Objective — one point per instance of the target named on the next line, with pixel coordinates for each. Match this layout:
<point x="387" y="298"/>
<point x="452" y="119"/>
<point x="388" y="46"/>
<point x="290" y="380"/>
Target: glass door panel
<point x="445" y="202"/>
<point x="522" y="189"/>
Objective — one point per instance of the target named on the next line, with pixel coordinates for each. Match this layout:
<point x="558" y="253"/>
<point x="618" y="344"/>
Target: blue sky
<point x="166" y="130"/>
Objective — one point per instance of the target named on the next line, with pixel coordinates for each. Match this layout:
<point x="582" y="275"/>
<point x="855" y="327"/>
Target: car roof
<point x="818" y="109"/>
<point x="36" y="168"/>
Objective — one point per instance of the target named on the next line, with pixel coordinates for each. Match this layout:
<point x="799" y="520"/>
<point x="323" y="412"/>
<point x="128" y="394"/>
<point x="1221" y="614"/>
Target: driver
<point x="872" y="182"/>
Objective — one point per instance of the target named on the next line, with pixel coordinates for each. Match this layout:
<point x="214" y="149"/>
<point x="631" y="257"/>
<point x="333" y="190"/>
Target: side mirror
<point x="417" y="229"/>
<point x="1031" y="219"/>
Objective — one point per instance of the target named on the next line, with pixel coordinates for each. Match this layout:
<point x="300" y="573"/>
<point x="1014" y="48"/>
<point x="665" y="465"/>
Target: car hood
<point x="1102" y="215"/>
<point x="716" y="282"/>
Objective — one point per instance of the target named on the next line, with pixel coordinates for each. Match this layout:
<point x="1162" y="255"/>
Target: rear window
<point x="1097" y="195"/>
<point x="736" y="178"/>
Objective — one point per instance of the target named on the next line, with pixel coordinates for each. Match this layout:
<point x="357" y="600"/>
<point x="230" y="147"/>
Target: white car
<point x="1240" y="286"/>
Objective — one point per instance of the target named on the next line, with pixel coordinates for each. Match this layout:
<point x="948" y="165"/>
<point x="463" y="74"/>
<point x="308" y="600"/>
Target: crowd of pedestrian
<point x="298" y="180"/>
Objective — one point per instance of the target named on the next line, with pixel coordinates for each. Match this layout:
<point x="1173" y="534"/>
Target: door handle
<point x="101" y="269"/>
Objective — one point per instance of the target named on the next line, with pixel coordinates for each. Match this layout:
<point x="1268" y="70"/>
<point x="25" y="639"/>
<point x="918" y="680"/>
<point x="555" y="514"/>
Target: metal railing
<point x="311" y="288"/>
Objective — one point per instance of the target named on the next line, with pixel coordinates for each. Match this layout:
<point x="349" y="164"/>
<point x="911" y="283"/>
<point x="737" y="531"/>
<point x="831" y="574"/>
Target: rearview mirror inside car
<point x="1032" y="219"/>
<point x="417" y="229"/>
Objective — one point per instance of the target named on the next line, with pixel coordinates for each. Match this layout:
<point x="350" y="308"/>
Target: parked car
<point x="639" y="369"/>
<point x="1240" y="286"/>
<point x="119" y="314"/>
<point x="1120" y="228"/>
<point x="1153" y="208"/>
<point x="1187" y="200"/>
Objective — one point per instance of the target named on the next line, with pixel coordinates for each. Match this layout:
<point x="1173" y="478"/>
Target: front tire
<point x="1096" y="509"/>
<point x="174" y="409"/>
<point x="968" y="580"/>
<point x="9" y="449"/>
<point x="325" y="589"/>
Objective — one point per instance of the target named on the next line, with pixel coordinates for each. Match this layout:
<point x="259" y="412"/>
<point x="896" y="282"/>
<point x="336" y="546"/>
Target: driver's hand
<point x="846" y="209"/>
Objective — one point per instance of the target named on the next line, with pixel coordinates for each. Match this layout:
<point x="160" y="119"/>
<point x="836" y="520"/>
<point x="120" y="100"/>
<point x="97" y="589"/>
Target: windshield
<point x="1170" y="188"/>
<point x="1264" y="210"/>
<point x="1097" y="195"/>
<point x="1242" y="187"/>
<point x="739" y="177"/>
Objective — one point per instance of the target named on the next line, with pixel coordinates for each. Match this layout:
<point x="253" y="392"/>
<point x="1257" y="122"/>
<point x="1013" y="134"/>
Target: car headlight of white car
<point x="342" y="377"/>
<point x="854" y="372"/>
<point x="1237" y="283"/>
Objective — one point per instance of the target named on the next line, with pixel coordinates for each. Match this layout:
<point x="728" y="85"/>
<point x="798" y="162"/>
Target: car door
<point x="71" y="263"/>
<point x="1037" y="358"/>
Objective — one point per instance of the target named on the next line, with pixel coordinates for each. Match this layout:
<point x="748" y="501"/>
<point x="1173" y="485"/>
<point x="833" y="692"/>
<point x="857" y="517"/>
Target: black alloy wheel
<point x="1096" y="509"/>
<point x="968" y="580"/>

***

> [INSTRUCTIONS FOR THE TASK]
Filter the material above, copying every line that includes the word "white".

> [EXERCISE SOLUTION]
Target: white car
Target: car headlight of white car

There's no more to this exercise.